*STATED GOAL*
State how many lines of the data below contain the word "beard". Give only the number.

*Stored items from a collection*

** BEGIN **

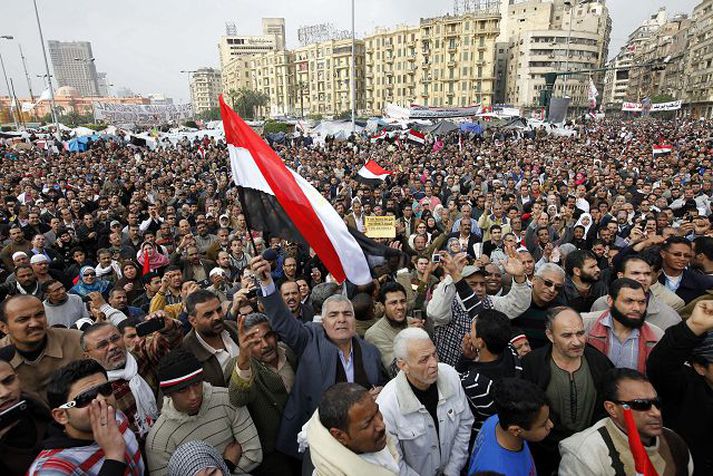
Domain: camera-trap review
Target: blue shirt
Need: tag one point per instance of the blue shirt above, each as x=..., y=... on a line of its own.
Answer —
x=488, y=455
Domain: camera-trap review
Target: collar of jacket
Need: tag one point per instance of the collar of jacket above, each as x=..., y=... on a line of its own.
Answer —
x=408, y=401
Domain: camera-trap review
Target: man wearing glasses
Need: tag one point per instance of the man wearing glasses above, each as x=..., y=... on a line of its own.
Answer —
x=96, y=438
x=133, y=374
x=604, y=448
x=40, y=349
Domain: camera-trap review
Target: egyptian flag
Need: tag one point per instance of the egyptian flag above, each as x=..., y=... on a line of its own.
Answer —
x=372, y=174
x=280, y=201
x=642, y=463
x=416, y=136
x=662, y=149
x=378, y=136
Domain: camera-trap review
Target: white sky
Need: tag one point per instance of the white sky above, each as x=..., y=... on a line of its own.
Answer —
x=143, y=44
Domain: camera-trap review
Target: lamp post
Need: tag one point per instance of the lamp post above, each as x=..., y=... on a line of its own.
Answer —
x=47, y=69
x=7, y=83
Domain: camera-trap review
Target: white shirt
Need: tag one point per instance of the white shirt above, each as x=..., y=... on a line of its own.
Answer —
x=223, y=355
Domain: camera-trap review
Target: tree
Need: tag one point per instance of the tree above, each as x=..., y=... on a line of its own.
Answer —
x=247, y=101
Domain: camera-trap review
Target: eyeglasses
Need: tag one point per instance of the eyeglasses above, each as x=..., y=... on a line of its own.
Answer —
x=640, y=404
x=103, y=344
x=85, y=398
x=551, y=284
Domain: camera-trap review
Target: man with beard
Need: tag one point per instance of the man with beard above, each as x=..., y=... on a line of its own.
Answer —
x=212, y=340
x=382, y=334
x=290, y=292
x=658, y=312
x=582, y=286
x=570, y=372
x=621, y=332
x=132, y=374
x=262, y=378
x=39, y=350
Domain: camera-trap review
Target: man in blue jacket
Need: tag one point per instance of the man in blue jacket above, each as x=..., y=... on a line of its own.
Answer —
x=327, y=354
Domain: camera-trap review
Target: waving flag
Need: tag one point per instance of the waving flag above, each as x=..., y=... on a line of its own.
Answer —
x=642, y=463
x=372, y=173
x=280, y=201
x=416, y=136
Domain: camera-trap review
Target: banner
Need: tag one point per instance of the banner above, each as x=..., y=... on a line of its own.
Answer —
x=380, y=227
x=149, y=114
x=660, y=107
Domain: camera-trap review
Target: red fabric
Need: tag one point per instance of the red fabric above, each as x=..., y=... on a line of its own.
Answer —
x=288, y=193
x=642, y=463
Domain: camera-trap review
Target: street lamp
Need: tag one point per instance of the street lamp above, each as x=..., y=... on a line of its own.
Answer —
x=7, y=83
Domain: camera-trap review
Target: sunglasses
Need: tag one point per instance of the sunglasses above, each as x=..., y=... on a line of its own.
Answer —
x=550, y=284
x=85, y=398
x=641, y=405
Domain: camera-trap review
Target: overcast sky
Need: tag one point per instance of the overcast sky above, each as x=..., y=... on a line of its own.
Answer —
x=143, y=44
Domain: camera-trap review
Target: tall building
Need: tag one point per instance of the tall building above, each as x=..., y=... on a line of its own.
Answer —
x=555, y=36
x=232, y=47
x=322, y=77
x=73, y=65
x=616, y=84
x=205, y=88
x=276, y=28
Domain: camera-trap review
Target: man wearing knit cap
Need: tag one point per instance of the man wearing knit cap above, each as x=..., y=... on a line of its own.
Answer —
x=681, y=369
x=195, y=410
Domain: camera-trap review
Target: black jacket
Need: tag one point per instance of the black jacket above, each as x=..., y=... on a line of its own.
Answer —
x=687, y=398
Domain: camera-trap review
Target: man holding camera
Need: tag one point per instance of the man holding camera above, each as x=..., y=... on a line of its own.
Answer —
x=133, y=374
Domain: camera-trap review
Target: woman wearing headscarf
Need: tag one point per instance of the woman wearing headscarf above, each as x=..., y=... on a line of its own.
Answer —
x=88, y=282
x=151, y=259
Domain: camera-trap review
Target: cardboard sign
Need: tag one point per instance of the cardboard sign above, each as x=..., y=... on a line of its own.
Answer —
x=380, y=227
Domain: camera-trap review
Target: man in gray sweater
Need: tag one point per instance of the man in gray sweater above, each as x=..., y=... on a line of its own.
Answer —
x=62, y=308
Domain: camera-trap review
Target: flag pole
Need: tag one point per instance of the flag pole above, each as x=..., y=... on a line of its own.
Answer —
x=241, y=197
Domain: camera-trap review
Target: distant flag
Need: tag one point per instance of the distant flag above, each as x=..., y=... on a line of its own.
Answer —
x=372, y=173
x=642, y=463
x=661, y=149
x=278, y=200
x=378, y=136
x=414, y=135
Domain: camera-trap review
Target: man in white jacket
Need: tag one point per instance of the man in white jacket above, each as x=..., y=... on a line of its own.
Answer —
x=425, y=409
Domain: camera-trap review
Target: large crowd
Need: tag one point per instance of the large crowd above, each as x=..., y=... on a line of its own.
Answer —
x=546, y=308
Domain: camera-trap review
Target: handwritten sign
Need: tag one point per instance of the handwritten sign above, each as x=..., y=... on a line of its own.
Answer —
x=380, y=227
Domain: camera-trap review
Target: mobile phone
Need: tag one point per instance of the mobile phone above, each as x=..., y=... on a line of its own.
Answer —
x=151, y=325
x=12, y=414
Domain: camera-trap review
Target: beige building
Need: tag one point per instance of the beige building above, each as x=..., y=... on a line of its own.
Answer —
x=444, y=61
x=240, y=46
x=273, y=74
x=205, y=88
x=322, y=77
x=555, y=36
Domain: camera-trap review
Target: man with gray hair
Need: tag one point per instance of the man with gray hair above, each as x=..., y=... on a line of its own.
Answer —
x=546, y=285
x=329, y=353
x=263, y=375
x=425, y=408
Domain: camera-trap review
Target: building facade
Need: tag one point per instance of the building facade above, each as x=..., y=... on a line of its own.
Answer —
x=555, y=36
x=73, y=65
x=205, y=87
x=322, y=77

** END **
** BEGIN **

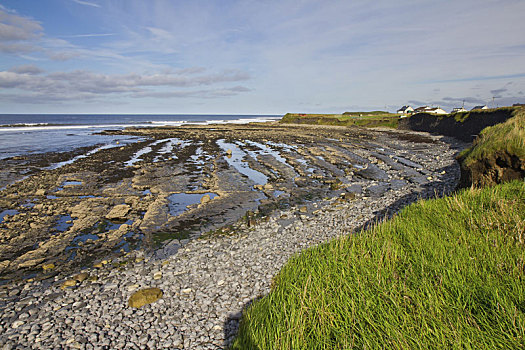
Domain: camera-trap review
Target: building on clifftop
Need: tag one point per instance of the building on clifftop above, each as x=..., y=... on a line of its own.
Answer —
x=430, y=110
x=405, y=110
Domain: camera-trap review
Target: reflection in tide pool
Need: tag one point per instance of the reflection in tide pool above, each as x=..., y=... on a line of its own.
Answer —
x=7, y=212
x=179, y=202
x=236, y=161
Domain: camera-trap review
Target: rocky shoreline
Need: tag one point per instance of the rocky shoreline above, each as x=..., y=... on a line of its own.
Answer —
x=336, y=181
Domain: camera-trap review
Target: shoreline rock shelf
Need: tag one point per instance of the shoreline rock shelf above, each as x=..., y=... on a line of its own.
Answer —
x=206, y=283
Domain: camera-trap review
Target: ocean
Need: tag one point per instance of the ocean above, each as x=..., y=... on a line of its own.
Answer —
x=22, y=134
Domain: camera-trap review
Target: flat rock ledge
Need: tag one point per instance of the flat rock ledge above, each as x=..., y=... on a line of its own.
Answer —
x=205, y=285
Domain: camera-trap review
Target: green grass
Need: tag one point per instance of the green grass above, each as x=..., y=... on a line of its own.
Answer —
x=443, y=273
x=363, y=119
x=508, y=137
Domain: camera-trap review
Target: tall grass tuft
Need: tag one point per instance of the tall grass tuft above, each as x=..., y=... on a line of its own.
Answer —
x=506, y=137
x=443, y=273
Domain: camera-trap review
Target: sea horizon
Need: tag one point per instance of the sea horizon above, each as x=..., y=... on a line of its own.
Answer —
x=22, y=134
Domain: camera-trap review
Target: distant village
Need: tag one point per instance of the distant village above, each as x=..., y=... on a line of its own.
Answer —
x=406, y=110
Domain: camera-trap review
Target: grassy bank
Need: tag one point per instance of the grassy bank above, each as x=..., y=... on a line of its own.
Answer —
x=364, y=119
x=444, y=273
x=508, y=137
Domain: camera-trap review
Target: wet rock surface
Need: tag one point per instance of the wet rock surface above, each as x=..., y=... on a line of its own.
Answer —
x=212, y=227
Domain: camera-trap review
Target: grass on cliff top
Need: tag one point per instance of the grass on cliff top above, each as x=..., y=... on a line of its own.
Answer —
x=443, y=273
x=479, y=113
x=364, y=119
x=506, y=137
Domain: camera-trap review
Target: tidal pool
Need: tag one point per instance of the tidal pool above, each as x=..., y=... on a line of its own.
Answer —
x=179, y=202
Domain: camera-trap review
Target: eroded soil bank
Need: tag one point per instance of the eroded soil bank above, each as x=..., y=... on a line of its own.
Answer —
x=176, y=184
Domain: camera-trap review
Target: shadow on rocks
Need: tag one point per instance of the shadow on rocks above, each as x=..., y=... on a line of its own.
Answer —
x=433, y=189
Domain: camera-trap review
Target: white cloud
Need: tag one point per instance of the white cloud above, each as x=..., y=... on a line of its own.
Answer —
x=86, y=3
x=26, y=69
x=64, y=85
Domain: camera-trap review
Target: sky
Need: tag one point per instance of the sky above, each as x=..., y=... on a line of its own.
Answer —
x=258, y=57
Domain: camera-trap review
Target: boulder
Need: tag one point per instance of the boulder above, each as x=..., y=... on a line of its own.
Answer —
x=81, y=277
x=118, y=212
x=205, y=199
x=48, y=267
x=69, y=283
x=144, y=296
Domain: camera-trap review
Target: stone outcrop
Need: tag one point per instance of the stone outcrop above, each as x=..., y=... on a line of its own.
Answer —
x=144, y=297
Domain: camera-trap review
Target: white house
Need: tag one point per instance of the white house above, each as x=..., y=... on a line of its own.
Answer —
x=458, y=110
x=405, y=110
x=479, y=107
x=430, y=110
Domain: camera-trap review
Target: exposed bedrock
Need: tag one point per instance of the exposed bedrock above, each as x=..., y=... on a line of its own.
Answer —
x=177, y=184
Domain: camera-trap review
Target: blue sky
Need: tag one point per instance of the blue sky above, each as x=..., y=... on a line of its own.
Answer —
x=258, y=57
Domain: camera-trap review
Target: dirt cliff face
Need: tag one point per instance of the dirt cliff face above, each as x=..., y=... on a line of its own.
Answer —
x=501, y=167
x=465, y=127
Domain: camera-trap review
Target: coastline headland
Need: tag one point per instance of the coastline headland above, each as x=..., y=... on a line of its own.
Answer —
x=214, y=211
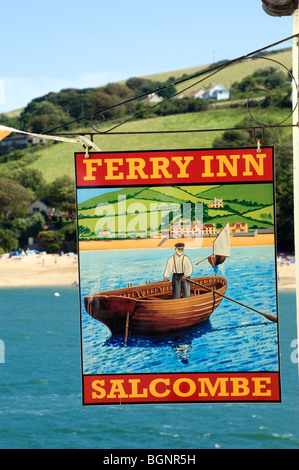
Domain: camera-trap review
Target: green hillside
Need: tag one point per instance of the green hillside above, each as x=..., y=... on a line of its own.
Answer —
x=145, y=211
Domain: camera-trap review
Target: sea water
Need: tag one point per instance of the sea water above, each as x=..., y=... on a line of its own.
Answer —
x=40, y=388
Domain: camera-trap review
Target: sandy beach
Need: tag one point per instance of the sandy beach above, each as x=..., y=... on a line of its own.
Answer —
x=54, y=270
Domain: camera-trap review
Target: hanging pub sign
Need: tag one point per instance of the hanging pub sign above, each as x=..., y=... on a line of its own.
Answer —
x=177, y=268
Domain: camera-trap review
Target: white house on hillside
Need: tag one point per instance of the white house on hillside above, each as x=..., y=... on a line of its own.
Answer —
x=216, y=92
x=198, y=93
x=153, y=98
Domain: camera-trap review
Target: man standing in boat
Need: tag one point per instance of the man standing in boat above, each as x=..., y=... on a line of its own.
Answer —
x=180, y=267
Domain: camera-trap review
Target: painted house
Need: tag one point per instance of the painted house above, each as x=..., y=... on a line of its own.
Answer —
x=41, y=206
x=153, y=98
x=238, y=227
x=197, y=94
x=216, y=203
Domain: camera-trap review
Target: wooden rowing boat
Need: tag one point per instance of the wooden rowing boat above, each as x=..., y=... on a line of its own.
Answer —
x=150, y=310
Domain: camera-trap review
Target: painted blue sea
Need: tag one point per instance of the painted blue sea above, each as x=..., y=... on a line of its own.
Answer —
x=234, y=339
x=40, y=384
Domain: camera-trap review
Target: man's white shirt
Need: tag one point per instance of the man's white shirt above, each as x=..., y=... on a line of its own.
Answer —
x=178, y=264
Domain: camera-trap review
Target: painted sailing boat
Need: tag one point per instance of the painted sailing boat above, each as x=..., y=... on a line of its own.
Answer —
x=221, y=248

** END **

*ANSWER TO THIS EXERCISE*
2